==== SOURCE PASSAGE ====
Charcandrick West (born June 2, 1991) is a former American football running back. He played college football at Abilene Christian University and signed with the Kansas City Chiefs as an undrafted free agent in 2014.

Early life
West was born in Shreveport, Louisiana and later lived in Cullen, Louisiana. He attended high school at Springhill High School in Springhill, Louisiana, where he lettered all four years in football for head coach Joey Pesses. He was named all-state his senior year after earning all-district honors in his sophomore, junior, and senior years. As a senior, he rushed for 1,350 for 16 touchdowns on 89 carries.

In addition to his successful football career, West was a standout sprinter on the track & field team. He still holds the school and district record in the 100-meter dash with a time of 10.34 seconds.

College career
West originally committed to Louisiana Tech University as a cornerback in 2010. He was also recruited by Arkansas, Arkansas State, Louisiana-Monroe, and Nebraska.

West transferred to Abilene Christian University during summer training camp. After transferring, West switched from cornerback to running back.

Collegiate statistics

Professional career

Kansas City Chiefs

2014 season
West signed with the Kansas City Chiefs as an undrafted free agent on May 12, 2014.

West was released during the final round of cuts during the 2014 season on August 30. The next day, after clearing waivers, the Chiefs signed West to their practice squad. On November 11, he was elevated to the Chiefs' active roster. He appeared in six games in his rookie season, primarily on special teams.
==== INFORMATION SUPPLIED ====
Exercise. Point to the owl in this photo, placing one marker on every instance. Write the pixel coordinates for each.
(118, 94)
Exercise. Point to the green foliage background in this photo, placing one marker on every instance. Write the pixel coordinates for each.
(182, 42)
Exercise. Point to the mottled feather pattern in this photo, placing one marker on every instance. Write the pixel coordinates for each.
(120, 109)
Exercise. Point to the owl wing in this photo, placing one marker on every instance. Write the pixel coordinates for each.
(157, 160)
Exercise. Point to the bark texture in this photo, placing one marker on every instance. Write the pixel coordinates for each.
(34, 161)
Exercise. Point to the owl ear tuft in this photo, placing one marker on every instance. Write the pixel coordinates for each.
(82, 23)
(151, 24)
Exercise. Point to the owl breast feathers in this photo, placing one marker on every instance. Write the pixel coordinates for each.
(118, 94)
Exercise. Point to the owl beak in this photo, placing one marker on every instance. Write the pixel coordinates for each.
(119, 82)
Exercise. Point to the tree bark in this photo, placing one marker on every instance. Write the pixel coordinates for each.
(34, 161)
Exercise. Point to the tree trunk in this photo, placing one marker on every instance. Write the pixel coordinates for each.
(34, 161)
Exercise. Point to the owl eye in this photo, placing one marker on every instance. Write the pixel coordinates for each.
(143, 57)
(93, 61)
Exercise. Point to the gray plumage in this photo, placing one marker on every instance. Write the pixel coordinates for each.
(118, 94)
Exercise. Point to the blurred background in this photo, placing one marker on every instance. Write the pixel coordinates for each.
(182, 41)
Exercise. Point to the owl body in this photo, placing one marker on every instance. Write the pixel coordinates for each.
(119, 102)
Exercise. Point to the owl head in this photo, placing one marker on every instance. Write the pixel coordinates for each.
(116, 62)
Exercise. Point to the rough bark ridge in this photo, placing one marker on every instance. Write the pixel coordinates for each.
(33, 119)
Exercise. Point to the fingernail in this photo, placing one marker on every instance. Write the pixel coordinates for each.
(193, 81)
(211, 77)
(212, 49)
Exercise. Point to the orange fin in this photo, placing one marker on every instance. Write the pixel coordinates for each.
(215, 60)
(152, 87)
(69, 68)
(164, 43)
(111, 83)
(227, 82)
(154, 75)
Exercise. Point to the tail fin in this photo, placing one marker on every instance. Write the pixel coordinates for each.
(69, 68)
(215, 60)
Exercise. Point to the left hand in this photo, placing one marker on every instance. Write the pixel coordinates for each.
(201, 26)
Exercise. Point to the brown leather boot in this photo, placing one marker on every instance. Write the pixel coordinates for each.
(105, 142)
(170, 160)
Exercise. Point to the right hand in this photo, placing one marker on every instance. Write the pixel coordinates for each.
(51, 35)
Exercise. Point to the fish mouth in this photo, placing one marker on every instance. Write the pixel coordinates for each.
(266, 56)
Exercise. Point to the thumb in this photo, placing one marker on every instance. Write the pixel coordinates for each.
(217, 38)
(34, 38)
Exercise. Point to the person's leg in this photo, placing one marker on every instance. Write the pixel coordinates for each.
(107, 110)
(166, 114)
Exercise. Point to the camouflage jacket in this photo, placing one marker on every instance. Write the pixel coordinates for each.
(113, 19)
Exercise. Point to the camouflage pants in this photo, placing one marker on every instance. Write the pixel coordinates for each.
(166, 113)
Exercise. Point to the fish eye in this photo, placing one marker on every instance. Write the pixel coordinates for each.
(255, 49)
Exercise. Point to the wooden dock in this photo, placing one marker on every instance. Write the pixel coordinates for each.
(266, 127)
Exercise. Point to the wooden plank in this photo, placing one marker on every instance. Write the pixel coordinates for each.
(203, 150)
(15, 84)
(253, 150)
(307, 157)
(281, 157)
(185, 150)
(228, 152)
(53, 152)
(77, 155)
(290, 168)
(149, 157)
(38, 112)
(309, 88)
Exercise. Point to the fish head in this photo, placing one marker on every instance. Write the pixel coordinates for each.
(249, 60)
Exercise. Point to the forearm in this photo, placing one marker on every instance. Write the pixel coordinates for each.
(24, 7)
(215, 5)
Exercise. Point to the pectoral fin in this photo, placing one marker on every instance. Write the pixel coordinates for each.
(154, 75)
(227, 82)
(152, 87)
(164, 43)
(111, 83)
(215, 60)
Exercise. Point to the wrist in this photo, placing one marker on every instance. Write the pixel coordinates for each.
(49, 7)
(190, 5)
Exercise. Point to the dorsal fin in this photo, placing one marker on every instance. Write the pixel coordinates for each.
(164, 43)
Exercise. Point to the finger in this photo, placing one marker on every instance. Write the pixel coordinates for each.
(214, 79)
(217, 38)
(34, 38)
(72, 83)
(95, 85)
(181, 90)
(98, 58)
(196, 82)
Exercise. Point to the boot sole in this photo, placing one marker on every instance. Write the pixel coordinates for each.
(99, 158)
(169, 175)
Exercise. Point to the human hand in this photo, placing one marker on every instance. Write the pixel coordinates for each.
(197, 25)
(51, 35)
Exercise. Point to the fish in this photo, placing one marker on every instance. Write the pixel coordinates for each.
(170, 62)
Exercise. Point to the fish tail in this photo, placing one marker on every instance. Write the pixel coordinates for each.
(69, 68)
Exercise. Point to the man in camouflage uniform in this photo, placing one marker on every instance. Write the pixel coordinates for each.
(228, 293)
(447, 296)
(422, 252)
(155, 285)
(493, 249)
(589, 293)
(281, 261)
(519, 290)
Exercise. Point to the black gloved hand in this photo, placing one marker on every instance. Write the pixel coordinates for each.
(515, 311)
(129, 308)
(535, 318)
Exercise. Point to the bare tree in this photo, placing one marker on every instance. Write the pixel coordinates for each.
====
> [DIRECTION]: Quote the Charcandrick West passage word for word, everything from "In addition to" down to "Louisiana-Monroe, and Nebraska.".

> [ANSWER TO THE TASK]:
In addition to his successful football career, West was a standout sprinter on the track & field team. He still holds the school and district record in the 100-meter dash with a time of 10.34 seconds.

College career
West originally committed to Louisiana Tech University as a cornerback in 2010. He was also recruited by Arkansas, Arkansas State, Louisiana-Monroe, and Nebraska.